[Records contained in a dataset]
########################################

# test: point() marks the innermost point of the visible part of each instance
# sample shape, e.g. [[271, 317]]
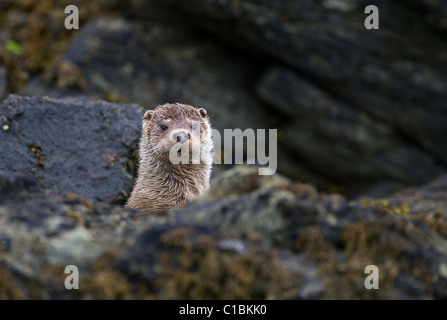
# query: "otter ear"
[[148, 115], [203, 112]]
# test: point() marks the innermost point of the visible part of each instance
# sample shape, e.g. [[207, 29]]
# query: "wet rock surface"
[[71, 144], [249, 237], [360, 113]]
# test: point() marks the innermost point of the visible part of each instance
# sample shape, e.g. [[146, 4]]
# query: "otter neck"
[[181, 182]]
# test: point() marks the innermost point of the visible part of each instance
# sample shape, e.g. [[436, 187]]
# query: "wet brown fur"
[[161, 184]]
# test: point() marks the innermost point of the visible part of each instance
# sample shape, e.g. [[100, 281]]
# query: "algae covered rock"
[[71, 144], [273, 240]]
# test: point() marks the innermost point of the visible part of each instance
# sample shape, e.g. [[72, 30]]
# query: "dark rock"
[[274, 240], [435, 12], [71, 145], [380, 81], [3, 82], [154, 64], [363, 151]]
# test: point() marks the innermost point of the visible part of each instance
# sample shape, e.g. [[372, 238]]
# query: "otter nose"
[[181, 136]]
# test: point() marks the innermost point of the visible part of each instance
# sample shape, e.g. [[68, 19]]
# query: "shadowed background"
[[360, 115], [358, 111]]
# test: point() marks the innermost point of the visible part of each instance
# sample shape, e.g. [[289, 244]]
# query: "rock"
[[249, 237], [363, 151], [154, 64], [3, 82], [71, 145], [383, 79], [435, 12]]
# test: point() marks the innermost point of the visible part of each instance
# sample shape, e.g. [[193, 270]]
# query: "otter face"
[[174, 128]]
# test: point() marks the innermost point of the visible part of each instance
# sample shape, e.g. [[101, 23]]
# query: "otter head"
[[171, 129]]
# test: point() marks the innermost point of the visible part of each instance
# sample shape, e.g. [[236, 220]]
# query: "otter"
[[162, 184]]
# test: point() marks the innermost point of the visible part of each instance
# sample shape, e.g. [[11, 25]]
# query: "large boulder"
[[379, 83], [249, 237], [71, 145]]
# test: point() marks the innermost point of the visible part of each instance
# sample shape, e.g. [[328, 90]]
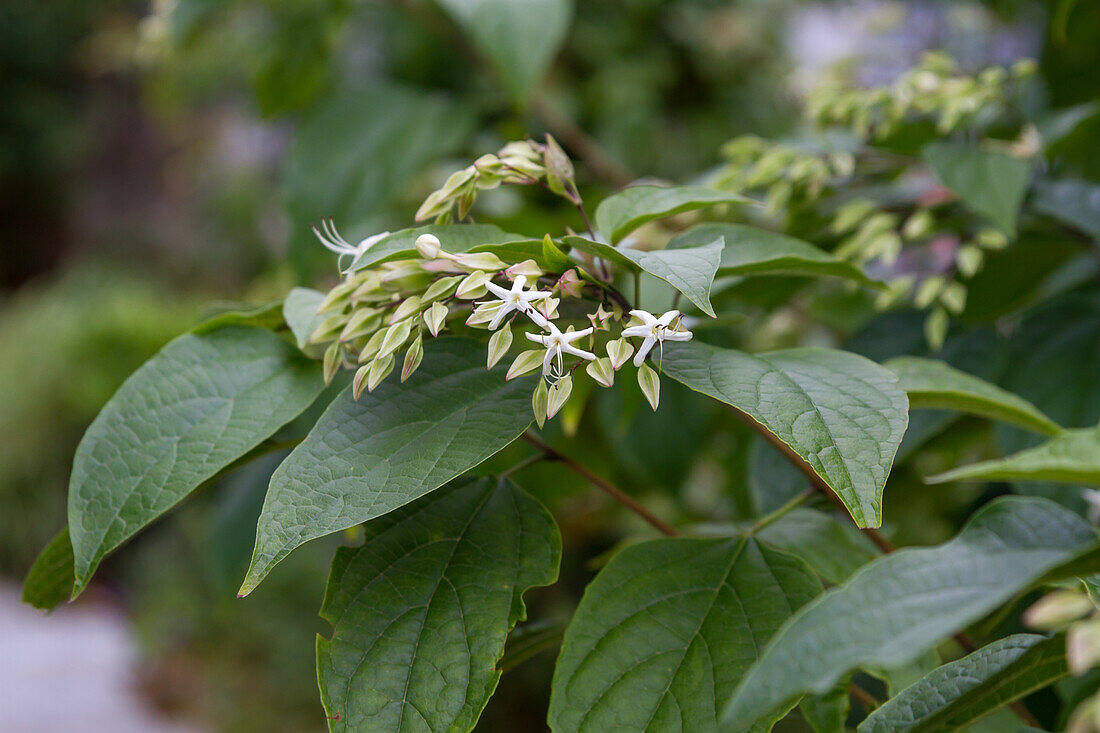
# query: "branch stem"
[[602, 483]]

########################################

The records above are to be repeated exactly, with the pictures left out.

# test: point() marks the innermost point of the visible part of each instance
# sample shape, e.g. [[271, 317]]
# query: "otter ear"
[[148, 115], [203, 112]]
# test: point() marks the innermost point of the visible part of each instance
# sample shape, e.g. [[207, 29]]
# query: "wet rock surface"
[[71, 144], [249, 237], [360, 113]]
# test: point() marks the innermost point of the visible part of each instance
# sample shape, e.g. [[146, 4]]
# query: "otter neck"
[[181, 182]]
# test: point() marks the innermost point of the visible part of each instance
# sample shape, e.g. [[436, 187]]
# query: "wet brown fur"
[[161, 184]]
# test: point() marks the innermost point of the visible part of each instance
# sample shape, e.g. [[100, 281]]
# query: "algae covered rock"
[[71, 144], [273, 240]]
# test: point() marks the innermost point of the visible part of each instance
# sample shape, e.g. [[72, 30]]
# query: "dark rock"
[[274, 240], [435, 12], [71, 145], [380, 81], [3, 82], [154, 64], [363, 151]]
# test: point() marks the innermost point of the visible part of each instance
# sample shape, e.g. [[372, 238]]
# query: "otter nose"
[[181, 136]]
# test: point() marks the innermost point of the visible part of each instance
# sample shape, e.g. [[68, 19]]
# query: "shadowed background"
[[360, 115], [358, 111]]
# test: point() marks the innermost point of the visible part of each instance
# sample shape, e.g. [[289, 244]]
# query: "rock"
[[249, 237], [363, 151], [154, 64], [3, 82], [71, 145], [383, 79], [435, 12]]
# test: point() marks the innermost point of the visible part of each instance
# sample shape, e.g. [[193, 270]]
# query: "otter face"
[[174, 128]]
# test: point() marks the innermost point of the visible part of each instance
# sample shape, e.g. [[101, 23]]
# query: "otter head"
[[171, 129]]
# test: point() marks the innermost point of the visible part of each instance
# sample shape, e.g. [[236, 220]]
# query: "otter"
[[162, 184]]
# test: point() marks the innermost point of the visible part of each instance
# sample shape, e.g. [[11, 25]]
# query: "large boulder"
[[379, 83], [249, 237], [71, 145]]
# test: point() marks the innermost point of the visible part of each instance
# sample shape, e.g. [[328, 90]]
# query: "branch stem"
[[602, 483]]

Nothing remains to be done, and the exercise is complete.